Etiquetas de fotos con recuadros:
════════════════════

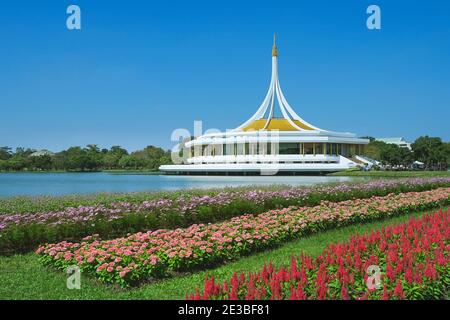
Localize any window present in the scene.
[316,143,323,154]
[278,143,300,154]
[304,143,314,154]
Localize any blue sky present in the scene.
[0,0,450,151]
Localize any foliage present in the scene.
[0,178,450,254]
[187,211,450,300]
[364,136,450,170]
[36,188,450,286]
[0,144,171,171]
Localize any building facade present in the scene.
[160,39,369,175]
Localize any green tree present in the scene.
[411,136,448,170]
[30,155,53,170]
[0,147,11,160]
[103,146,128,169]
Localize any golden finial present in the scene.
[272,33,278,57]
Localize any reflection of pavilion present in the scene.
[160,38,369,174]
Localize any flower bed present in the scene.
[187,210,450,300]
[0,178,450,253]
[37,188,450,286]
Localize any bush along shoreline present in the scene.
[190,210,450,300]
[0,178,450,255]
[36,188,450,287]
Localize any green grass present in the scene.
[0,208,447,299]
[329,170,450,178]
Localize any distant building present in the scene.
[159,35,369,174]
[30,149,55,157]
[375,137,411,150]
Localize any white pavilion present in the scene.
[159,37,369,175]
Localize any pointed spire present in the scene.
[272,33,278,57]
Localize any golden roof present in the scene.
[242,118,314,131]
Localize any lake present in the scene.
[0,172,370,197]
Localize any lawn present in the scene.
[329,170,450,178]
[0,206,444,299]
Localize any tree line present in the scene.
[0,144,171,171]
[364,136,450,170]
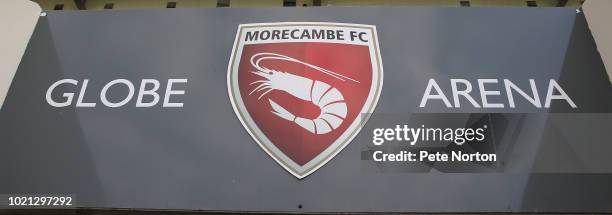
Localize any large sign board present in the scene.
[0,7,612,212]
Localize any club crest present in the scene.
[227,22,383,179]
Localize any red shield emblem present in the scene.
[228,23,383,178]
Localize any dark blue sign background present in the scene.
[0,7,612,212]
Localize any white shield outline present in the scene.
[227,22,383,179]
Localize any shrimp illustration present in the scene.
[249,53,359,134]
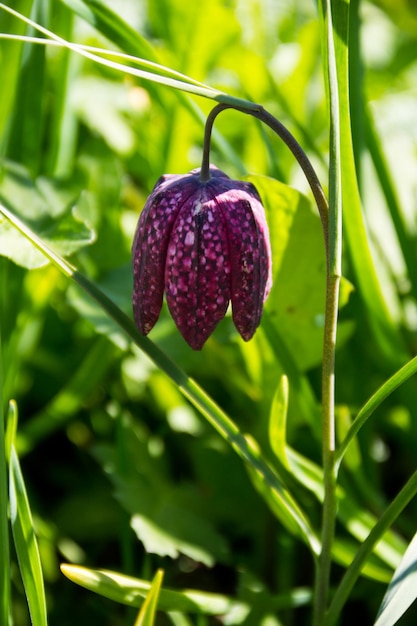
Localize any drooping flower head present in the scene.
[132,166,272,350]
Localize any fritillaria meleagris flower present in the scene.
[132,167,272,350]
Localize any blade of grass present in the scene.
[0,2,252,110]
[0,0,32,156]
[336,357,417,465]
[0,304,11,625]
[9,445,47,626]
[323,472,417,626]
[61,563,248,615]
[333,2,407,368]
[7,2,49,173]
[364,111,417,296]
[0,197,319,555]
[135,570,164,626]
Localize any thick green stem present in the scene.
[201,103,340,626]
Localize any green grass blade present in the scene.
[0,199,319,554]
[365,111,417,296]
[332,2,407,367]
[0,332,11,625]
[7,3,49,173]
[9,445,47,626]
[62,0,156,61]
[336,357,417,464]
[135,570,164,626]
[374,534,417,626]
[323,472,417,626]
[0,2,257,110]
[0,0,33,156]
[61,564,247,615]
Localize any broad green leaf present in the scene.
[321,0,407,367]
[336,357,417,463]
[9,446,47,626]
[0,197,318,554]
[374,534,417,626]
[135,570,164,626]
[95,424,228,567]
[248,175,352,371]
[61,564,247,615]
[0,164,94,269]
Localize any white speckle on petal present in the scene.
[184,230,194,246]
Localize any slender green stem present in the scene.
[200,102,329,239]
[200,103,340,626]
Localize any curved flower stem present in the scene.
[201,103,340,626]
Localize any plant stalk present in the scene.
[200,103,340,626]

════════════════════

- _TAREA REQUERIDA_
Transcribe sin cambios las líneas de los ítems, comenzando en la que contiene "Localize any broad" y terminando tras la que contiene "[0,164,94,269]", ambas incluidas.

- _SOLUCIÓN ESCRITA_
Localize any broad green leaf present in the scene.
[321,0,407,367]
[336,357,417,463]
[9,446,47,626]
[0,197,318,554]
[374,534,417,626]
[135,570,164,626]
[95,424,228,567]
[248,175,352,371]
[61,564,247,615]
[0,164,94,269]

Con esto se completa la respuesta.